TEXTO PROPORCIONADO
Hoy volvía a casa por la tarde cuando me giré a ver el paso de peatones de la calle de Atocha, a la altura del número 49, ante el que nunca para ningún coche a menos que te detengas en medio de la calle, levantes los brazos y con cara de mala leche te pongas a agitarlos (quizá la cara de mala leche, de entre todas las cosas, sea lo menos necesario del proceso, no lo he experimentado todavía con cara sonriente). Los conductores suelen ser educados, sin embargo. Tras una frenada brusca, que consigue detener el coche después de haberse adentrado en el paso un tercio de su longitud, te piden perdón con la mano, y tú cruzas tranquilamente delante de ellos, por el sitio que te han dejado libre, siempre dentro del espacio delimitado por las líneas blancas, sin faltarles al respeto, pero con la cara de perro que se te queda a la fuerza al comprobar semana tras semana que todos los conductores de Madrid se saltan el mismo paso de peatones y no sabes por qué. Solía quedarme al borde de la acera mirando a ver si paraba alguno, lo que nunca ocurría; hacía ademán de cruzar, pero se me quedaba cara de bobo al ver que uno tras otro pasaba y nadie se detenía, como si fuera invisible. Al final, no me quedaba más remedio que echarle determinación y lanzarme a la calle, brazos en alto, para conseguir por fin cruzar. Ahora ya me dejo de historias: llego, levanto los brazos para indicarles a los cegatas conductores que estoy ahí, espero a que terminen la frenada, observo sus disculpas y cruzo.

MATERIAL EXTRAÍDO
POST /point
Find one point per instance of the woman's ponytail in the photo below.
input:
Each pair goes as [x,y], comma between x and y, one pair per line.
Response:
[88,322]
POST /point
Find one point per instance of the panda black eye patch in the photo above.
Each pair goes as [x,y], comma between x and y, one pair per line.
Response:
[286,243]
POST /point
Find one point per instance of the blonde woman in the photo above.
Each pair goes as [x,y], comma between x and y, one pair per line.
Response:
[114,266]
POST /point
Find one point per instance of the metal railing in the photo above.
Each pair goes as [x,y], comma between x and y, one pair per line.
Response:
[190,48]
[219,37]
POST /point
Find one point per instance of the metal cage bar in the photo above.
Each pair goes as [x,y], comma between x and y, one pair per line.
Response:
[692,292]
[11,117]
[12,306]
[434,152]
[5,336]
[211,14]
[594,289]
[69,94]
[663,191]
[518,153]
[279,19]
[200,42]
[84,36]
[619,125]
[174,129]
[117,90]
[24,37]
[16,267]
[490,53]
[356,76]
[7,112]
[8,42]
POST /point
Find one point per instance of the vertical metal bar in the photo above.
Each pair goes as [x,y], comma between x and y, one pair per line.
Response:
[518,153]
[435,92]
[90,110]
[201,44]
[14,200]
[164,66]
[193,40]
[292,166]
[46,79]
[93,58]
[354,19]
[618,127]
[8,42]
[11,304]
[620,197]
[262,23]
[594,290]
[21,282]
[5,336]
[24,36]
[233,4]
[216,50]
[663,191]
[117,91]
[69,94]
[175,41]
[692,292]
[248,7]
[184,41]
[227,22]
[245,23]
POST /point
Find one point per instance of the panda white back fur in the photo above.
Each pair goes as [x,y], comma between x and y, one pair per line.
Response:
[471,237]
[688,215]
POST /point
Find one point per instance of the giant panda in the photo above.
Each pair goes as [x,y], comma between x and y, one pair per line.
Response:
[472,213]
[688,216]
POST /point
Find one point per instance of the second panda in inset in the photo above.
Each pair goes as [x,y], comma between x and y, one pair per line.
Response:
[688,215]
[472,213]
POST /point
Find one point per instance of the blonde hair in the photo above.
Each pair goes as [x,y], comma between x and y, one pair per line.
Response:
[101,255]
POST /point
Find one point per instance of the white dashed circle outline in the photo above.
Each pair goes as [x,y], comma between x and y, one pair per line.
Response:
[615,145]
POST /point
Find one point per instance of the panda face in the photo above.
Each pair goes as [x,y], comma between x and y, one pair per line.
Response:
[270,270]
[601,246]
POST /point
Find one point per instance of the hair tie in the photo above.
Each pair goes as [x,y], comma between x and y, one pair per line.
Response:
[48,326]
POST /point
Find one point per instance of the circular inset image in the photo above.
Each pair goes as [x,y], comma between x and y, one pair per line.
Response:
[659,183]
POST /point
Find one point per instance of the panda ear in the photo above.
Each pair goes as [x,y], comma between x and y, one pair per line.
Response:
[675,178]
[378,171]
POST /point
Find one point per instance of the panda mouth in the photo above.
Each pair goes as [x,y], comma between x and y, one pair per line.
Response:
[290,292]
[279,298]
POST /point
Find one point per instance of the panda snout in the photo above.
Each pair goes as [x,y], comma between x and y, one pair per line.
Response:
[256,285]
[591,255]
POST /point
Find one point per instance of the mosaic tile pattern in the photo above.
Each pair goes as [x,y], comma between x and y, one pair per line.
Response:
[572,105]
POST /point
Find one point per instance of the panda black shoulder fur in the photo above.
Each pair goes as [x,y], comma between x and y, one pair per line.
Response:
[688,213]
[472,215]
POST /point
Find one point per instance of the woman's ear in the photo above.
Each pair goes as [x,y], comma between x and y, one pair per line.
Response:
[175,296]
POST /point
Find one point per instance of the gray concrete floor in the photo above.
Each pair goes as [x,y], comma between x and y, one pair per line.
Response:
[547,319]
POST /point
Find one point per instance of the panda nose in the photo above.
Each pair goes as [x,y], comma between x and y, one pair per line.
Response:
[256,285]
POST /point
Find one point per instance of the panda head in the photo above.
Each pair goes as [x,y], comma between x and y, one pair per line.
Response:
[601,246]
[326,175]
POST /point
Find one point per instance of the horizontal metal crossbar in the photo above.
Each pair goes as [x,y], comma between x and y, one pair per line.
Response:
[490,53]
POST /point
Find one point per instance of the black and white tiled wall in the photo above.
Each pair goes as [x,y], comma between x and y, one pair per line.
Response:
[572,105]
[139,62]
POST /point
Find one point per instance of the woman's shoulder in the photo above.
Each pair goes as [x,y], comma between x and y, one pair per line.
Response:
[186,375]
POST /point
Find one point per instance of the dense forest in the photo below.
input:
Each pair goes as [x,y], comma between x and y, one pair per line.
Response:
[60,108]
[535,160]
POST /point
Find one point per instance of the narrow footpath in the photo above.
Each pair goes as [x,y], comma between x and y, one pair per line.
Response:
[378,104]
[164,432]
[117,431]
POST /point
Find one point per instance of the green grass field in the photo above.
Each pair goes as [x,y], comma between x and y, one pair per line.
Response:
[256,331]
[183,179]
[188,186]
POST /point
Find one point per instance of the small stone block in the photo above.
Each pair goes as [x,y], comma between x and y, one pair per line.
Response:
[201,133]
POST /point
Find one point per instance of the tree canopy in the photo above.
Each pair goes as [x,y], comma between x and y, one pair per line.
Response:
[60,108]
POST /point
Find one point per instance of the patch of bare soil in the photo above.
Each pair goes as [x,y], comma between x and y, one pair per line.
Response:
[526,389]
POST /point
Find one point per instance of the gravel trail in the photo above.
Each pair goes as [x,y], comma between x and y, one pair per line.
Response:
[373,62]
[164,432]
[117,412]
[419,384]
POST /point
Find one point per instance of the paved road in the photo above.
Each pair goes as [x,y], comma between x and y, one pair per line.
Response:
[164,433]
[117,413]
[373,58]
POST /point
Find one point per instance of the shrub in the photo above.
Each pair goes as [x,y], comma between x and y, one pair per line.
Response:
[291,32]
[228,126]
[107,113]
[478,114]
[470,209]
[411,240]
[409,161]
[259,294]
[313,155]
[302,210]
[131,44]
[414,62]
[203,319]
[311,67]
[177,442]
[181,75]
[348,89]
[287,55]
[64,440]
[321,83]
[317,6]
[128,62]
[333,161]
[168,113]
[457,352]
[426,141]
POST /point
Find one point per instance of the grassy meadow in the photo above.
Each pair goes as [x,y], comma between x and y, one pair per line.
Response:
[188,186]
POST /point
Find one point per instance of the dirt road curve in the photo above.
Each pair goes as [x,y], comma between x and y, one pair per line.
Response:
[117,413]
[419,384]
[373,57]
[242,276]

REQUISITOS DEL EJERCICIO
Por favor, transcribe completo el texto sobre el paso de peatones de la calle de Atocha, sin alterar ni una palabra ni un signo.

RESULTADO DEL EJERCICIO
Hoy volvía a casa por la tarde cuando me giré a ver el paso de peatones de la calle de Atocha, a la altura del número 49, ante el que nunca para ningún coche a menos que te detengas en medio de la calle, levantes los brazos y con cara de mala leche te pongas a agitarlos (quizá la cara de mala leche, de entre todas las cosas, sea lo menos necesario del proceso, no lo he experimentado todavía con cara sonriente). Los conductores suelen ser educados, sin embargo. Tras una frenada brusca, que consigue detener el coche después de haberse adentrado en el paso un tercio de su longitud, te piden perdón con la mano, y tú cruzas tranquilamente delante de ellos, por el sitio que te han dejado libre, siempre dentro del espacio delimitado por las líneas blancas, sin faltarles al respeto, pero con la cara de perro que se te queda a la fuerza al comprobar semana tras semana que todos los conductores de Madrid se saltan el mismo paso de peatones y no sabes por qué. Solía quedarme al borde de la acera mirando a ver si paraba alguno, lo que nunca ocurría; hacía ademán de cruzar, pero se me quedaba cara de bobo al ver que uno tras otro pasaba y nadie se detenía, como si fuera invisible. Al final, no me quedaba más remedio que echarle determinación y lanzarme a la calle, brazos en alto, para conseguir por fin cruzar. Ahora ya me dejo de historias: llego, levanto los brazos para indicarles a los cegatas conductores que estoy ahí, espero a que terminen la frenada, observo sus disculpas y cruzo.